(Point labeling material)
* * * * *

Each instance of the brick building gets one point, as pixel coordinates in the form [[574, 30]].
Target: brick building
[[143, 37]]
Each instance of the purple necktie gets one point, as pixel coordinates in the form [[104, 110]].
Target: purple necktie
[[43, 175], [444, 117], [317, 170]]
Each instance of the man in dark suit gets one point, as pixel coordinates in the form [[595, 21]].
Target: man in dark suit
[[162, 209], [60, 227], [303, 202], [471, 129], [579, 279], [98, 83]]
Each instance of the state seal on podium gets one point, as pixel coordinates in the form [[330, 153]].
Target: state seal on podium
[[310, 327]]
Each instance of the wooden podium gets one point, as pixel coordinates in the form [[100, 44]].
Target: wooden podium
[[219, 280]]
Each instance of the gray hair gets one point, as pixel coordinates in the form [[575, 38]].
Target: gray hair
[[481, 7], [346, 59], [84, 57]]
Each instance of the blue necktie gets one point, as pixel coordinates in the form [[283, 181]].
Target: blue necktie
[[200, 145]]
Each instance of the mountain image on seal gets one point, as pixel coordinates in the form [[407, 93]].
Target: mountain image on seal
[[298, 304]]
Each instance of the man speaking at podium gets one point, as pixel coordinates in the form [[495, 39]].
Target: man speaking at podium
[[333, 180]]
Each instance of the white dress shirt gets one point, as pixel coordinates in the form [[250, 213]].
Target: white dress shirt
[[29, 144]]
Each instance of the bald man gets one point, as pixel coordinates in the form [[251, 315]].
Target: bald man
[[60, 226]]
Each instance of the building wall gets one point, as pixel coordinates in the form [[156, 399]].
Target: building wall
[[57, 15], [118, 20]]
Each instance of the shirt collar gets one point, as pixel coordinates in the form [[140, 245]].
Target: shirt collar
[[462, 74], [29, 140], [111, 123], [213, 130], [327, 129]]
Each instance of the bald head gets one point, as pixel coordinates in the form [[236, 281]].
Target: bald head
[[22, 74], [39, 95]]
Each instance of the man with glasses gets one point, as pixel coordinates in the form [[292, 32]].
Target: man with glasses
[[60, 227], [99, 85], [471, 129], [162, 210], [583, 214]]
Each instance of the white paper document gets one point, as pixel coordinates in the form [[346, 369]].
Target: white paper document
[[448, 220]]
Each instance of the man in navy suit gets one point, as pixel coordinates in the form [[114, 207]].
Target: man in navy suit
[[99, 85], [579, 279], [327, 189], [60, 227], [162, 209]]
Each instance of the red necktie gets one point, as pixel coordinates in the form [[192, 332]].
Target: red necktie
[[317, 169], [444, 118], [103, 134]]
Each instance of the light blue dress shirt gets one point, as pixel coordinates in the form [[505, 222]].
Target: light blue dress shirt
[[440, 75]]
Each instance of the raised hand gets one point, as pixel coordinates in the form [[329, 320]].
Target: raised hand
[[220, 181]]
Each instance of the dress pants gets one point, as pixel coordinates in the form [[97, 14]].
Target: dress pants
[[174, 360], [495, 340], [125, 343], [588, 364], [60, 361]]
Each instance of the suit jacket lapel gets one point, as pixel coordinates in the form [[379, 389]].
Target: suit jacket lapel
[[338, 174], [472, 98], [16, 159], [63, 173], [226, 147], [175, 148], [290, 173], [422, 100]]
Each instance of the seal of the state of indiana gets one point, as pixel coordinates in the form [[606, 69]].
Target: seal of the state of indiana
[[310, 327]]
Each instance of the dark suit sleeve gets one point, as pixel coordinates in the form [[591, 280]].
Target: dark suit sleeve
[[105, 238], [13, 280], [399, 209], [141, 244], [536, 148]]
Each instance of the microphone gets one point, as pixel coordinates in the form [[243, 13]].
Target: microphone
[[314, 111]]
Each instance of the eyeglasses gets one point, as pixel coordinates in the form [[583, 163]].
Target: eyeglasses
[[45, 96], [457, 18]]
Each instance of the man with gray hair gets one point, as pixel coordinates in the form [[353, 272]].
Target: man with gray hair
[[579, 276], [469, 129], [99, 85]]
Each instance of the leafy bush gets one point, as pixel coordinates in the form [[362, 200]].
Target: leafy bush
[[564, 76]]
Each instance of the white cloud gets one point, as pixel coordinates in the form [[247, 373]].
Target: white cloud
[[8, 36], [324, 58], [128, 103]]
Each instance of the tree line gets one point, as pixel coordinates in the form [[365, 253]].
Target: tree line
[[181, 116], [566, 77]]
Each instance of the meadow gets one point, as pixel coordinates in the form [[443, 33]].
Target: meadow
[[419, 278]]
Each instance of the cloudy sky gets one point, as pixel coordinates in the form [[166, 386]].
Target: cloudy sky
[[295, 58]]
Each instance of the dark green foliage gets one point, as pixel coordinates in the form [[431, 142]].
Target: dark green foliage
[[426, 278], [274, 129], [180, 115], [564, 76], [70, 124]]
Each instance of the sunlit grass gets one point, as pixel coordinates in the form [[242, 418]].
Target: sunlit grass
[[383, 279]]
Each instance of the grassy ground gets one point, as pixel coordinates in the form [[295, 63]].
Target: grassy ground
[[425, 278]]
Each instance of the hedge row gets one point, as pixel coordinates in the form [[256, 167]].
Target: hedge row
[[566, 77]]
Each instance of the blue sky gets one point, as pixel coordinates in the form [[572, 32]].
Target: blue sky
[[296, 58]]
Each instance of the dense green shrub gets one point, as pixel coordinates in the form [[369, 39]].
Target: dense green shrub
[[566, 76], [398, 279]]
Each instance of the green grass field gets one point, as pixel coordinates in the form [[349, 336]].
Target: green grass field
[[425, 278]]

* * * * *

__Task requirements__:
Rewrite the material above, replacing "pixel coordinates" with "image coordinates" wherever it appears and leaving everything else unchanged.

__Answer for this exercise__:
Each instance of the brick building gets one point, as image coordinates in the form [[574, 30]].
Target: brick building
[[143, 37]]
Each instance of the purple necktie gets one point, as image coordinates in the form [[104, 110]].
Target: purple necktie
[[43, 175], [444, 117], [317, 170]]
Each instance of the man in dark suit gets one point, as image coordinates in the form [[595, 21]].
Target: man in dark suit
[[162, 209], [60, 227], [303, 202], [471, 129], [579, 279], [98, 83]]
Each instance of the state seal on podium gets one point, as image coordinates in the form [[330, 153]].
Target: state seal on podium
[[310, 327]]
Each instance of the wooden podium gets one point, as image coordinates in the form [[100, 44]].
Target: wooden podium
[[219, 280]]
Each instance of the gray hair gets one point, as image coordinates in the form [[575, 38]].
Target: gray hair
[[481, 7], [346, 59], [84, 57]]
Each instance of the blue necktie gets one point, as image coordinates in the form [[283, 181]].
Target: blue necktie
[[200, 145]]
Each instance of the mountain image on seal gets one point, as image coordinates in the form [[407, 93]].
Target: mountain image on seal
[[298, 304]]
Each instance of the man speaking at podium gets one point, as image coordinates in the form [[495, 39]].
Target: man speaking at podium
[[333, 180]]
Each instance of the white dress shirt gets one point, as image coordinates in the form [[250, 213]].
Target: white dress shirt
[[29, 144]]
Each instance of the bald man gets one point, as image coordinates in the form [[251, 315]].
Target: bald man
[[60, 226]]
Each instance of the building wall gets one point, as image coordinates in the form [[156, 399]].
Target: building wall
[[57, 15], [118, 20]]
Each instance of the shirt collar gets one point, as image coordinates in the form [[140, 245]].
Target: shirt collar
[[462, 74], [29, 140], [111, 123], [213, 130], [327, 129]]
Each instance of the bald head gets one point, as image coordinates in the form [[236, 281]].
Target: bald head
[[22, 74], [39, 95]]
Each instance of the man with glasses gets one point, as image coordinates in the form [[292, 32]].
Target: man with glasses
[[60, 227], [99, 85], [471, 129], [162, 210], [583, 214]]
Each instance of the white paper document gets one point, as image coordinates in the form [[346, 369]].
Target: white paper document
[[448, 220]]
Each instance of the man in navy suit gets one point, as image coordinates in the form [[114, 207]].
Target: man in navy suit
[[99, 85], [579, 279], [327, 189], [60, 227], [162, 209]]
Each instance of the red necktie gets one point, as image coordinates in the form [[192, 332]].
Target: red necktie
[[317, 169], [444, 118], [103, 134]]
Each instance of the light blue dress shirt gets one point, as image coordinates in the form [[505, 222]].
Target: light blue dress shirt
[[440, 75]]
Each instance of the raised hand gets one point, as image coordinates in the form [[329, 320]].
Target: raised hand
[[220, 181]]
Each instance of the dress pants gets one point, as image coordinates in the form [[97, 14]].
Target: dress pants
[[174, 360], [495, 340], [125, 343], [588, 364], [60, 361]]
Each instance of the suit jacket lapel gets one point, as image coordinates in the form [[379, 389]].
Target: suit jacket lapel
[[338, 174], [472, 98], [16, 159], [63, 173], [226, 147], [175, 148], [290, 173], [422, 100]]
Each instance of the seal of the state of indiana gets one point, as image coordinates in the form [[606, 69]].
Target: seal of the state of indiana
[[310, 327]]
Each instance of the dark suit sleeve gets one point, as image coordinates in the form [[591, 280]].
Target: dark suit sleeve
[[105, 238], [13, 280], [399, 209], [141, 244], [536, 148]]
Each instance of the microphone gets one point, as image coordinates in the form [[243, 13]].
Target: microphone
[[314, 111]]
Each instance of the eyeglasses gets one point, as image coordinates in the form [[583, 163]].
Target: eyeglasses
[[45, 96], [457, 18]]
Each instance of the man with gray hair gets one point, as image coordinates in the form [[353, 272]].
Target: man with gray hair
[[579, 276], [469, 129], [99, 85]]
Each instance of the leafy bush gets one point, as image coordinates in the form [[362, 200]].
Target: leafy bush
[[564, 76]]
Each instance of the white cloud gets one point, as image coordinates in the form [[247, 373]].
Target: white cloud
[[8, 36], [324, 58], [128, 103]]
Each instance of the tree line gets one point, as image coordinates in the form [[365, 253]].
Target: tree line
[[181, 116], [566, 77]]
Each instance of the meadow gets one point, as image coordinates in the form [[443, 33]].
Target: meadow
[[419, 278]]
Each instance of the cloudy sky gets one point, as image coordinates in the form [[166, 386]].
Target: cloudy sky
[[295, 58]]
Each instance of the dark green foliage gets one point, as image coordinates in the form [[431, 142]].
Target: dark green foliage
[[426, 278], [274, 129], [180, 115], [564, 76], [70, 124]]
Each instance of the sunlit grass gets one point, as image coordinates in the form [[242, 418]].
Target: sunlit grass
[[383, 279]]
Each instance of the grassy ground gets one point, as image coordinates in the form [[295, 63]].
Target: grassy ground
[[425, 278]]
Each instance of the hedge row gets one point, as image coordinates in the form [[256, 167]].
Target: hedge row
[[566, 77]]
Each instance of the blue sky gets one point, as image coordinates in the form [[572, 32]].
Target: blue sky
[[296, 58]]
Each instance of the dense green shrub gets one point, as image coordinates in the form [[369, 39]].
Target: dense green shrub
[[566, 76], [398, 279]]
Each instance of the green grass field gets one point, as image coordinates in the form [[349, 336]].
Target: green grass field
[[425, 278]]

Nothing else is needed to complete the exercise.